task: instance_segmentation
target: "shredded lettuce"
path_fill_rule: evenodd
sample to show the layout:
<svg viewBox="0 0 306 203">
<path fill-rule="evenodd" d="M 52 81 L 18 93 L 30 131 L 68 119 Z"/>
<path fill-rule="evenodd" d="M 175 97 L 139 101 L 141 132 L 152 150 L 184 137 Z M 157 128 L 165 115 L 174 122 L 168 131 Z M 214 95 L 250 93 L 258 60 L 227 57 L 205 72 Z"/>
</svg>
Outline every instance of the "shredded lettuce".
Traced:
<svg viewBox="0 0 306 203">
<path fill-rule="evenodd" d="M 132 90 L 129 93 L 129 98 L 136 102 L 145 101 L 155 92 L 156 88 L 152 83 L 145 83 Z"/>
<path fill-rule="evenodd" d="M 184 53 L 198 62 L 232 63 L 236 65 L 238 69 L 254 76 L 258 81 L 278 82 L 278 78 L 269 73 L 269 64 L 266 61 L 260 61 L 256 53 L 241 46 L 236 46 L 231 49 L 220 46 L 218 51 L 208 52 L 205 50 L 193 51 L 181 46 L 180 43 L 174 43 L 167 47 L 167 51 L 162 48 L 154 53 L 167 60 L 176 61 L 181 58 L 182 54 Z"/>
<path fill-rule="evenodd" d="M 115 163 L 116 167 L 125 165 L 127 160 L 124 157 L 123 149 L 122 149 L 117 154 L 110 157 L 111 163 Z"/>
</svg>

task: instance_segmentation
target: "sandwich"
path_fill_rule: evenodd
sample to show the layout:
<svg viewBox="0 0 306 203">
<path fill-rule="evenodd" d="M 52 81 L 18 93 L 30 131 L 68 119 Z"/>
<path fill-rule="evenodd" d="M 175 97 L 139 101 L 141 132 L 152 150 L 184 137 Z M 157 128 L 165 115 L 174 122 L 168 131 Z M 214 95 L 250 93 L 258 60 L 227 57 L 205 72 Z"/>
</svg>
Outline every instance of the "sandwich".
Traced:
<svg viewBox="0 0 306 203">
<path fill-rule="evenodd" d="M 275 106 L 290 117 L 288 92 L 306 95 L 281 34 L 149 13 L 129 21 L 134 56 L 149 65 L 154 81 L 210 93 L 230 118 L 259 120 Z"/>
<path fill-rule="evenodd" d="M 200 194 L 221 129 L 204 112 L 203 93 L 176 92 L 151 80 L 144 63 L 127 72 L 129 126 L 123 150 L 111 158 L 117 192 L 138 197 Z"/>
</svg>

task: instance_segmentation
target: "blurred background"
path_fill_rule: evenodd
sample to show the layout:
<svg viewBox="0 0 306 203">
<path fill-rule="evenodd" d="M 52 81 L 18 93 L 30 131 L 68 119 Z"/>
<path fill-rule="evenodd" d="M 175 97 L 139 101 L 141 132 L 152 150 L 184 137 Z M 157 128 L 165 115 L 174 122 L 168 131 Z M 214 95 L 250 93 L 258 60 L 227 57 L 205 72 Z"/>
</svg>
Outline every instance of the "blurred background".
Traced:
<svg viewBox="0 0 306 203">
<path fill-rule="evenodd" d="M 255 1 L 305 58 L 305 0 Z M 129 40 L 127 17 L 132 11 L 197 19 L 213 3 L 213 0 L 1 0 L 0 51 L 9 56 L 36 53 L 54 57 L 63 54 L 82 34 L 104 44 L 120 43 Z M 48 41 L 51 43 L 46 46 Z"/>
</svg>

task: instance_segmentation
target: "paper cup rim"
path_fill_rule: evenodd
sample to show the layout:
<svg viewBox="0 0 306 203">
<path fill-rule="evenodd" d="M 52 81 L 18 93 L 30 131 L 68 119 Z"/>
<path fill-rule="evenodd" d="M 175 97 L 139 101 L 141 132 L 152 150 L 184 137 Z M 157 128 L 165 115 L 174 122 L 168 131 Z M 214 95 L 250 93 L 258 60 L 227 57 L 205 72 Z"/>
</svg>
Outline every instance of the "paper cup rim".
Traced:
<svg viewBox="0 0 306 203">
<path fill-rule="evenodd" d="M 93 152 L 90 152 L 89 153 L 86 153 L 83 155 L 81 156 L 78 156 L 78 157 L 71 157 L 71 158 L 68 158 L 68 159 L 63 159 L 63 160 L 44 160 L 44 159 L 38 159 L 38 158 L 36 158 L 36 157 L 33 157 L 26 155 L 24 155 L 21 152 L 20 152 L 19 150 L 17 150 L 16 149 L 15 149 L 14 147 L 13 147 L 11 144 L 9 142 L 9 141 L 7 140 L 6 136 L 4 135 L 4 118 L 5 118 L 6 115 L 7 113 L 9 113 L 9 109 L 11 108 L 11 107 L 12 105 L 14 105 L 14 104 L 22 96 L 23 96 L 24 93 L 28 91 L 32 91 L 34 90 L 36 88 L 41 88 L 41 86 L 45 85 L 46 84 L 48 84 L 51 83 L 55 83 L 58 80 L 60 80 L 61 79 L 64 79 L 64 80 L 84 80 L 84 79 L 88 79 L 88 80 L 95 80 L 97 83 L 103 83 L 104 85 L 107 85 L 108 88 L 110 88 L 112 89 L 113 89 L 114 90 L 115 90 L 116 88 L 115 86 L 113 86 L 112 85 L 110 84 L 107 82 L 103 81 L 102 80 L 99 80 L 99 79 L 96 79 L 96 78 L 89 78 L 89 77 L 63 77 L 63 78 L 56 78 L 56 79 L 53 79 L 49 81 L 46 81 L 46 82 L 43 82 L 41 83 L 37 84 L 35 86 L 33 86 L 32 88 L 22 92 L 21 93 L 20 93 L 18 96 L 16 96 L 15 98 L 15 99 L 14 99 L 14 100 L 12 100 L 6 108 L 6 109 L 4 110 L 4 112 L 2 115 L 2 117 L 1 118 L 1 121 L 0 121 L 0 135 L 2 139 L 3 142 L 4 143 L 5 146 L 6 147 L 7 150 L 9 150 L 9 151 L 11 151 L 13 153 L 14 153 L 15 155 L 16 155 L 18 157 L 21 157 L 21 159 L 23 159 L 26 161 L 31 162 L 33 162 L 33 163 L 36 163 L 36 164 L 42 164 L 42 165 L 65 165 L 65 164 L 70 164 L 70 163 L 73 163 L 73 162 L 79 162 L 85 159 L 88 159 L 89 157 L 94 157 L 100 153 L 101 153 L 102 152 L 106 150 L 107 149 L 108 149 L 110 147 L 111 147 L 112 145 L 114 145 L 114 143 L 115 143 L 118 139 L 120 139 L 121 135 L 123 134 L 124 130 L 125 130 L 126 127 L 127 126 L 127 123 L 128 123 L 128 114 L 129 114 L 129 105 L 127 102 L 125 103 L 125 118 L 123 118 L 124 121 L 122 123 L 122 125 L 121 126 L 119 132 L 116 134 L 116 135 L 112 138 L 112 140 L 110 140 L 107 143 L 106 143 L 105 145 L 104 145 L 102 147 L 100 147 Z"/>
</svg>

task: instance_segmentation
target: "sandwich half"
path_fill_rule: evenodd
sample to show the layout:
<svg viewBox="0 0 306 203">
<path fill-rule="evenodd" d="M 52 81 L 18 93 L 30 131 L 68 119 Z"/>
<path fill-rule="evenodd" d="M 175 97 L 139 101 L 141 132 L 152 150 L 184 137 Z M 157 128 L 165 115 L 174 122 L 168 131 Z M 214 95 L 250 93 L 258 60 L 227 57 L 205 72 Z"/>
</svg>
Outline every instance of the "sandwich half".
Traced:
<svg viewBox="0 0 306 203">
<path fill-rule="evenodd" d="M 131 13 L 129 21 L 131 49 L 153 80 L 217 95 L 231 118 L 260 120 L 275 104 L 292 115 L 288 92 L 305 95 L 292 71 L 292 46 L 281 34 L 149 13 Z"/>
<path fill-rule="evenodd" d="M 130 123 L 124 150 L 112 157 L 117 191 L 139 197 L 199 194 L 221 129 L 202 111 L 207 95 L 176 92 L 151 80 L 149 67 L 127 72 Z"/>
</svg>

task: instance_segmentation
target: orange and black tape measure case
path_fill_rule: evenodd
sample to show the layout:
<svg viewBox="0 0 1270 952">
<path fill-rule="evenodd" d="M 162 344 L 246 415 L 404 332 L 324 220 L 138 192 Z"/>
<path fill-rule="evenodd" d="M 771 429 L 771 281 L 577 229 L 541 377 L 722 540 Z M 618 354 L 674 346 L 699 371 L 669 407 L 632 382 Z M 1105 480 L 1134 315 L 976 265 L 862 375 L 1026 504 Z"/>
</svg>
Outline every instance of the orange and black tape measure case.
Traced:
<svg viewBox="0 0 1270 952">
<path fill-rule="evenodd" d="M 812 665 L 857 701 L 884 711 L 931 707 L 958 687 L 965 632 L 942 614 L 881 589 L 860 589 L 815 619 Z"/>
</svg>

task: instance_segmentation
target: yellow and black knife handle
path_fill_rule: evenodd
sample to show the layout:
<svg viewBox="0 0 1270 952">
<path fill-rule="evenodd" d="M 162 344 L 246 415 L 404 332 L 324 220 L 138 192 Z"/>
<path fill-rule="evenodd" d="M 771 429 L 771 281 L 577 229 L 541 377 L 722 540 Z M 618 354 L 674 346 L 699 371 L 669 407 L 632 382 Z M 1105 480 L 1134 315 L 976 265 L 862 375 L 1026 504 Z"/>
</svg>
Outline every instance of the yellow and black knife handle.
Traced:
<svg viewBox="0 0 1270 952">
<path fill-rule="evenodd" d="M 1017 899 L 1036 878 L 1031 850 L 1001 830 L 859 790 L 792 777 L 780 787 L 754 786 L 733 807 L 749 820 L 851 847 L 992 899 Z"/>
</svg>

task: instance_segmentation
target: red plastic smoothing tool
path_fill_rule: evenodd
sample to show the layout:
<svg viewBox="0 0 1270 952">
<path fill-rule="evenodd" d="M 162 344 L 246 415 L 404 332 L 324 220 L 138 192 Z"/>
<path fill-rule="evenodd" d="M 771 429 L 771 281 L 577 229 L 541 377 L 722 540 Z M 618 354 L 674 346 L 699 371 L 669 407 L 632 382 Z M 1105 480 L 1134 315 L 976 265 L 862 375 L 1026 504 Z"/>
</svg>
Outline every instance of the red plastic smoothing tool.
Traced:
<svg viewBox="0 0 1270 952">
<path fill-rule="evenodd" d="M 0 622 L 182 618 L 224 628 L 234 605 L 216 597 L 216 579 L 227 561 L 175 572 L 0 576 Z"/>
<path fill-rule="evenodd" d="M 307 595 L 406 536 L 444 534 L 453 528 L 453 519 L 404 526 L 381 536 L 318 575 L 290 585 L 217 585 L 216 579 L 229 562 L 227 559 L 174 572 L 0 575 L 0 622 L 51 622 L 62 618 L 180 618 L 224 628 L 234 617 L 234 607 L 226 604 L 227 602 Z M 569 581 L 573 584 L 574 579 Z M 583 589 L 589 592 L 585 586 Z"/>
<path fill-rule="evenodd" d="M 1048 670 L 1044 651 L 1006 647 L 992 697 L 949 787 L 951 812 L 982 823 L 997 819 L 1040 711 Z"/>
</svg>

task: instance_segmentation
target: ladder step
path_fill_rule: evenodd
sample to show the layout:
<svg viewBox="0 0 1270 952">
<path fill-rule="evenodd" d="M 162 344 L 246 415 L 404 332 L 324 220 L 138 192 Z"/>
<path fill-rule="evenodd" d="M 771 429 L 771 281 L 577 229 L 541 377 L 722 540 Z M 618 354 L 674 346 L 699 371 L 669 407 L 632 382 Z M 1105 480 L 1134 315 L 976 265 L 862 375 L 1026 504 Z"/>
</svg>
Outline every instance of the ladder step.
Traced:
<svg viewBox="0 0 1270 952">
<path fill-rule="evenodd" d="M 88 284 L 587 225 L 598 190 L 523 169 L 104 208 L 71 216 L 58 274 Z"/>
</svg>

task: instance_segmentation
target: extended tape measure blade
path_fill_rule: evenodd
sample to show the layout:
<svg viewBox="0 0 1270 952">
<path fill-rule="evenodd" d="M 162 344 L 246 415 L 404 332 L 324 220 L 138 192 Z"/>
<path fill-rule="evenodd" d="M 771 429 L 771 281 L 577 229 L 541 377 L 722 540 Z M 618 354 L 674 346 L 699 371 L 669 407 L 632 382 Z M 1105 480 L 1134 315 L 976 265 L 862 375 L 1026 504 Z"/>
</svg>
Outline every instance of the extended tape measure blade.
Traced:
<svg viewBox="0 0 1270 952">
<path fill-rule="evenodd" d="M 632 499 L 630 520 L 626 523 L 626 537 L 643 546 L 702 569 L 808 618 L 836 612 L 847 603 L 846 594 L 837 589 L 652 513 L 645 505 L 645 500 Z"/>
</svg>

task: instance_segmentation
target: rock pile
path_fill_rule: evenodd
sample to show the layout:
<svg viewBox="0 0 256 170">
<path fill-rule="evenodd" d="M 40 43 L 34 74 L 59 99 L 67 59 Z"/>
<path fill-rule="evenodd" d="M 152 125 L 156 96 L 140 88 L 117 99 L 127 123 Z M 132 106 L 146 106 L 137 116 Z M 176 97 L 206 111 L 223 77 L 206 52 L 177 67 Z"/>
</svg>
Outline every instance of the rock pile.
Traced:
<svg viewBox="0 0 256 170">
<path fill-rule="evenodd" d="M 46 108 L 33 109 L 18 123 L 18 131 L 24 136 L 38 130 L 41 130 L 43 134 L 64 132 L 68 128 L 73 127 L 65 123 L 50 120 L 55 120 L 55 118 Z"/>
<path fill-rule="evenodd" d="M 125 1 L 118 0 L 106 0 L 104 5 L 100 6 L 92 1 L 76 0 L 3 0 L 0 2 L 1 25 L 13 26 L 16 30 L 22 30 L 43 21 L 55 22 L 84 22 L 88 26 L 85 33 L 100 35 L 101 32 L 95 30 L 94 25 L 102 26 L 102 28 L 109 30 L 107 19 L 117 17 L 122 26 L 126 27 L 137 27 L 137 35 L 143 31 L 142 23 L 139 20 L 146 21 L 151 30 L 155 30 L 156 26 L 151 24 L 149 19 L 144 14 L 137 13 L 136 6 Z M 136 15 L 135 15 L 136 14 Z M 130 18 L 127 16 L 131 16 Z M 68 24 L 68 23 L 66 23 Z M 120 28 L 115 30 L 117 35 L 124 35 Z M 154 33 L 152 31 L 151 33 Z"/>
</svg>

__Objective__
Quote the items from their first line through the line containing "132 90 L 129", copying every line unchanged.

__Final result__
task: instance_segmentation
target: "shredded lettuce"
path_fill_rule: evenodd
sample to show the layout:
<svg viewBox="0 0 306 203">
<path fill-rule="evenodd" d="M 52 81 L 18 93 L 30 131 L 68 119 Z"/>
<path fill-rule="evenodd" d="M 175 97 L 139 101 L 141 132 L 152 150 L 184 137 Z M 157 128 L 165 115 L 174 122 L 168 131 Z M 214 95 L 250 93 L 258 60 L 227 57 L 205 72 Z"/>
</svg>
Outline every instance of the "shredded lettuce".
Traced:
<svg viewBox="0 0 306 203">
<path fill-rule="evenodd" d="M 132 90 L 129 93 L 129 98 L 136 102 L 145 101 L 155 92 L 156 88 L 152 83 L 145 83 Z"/>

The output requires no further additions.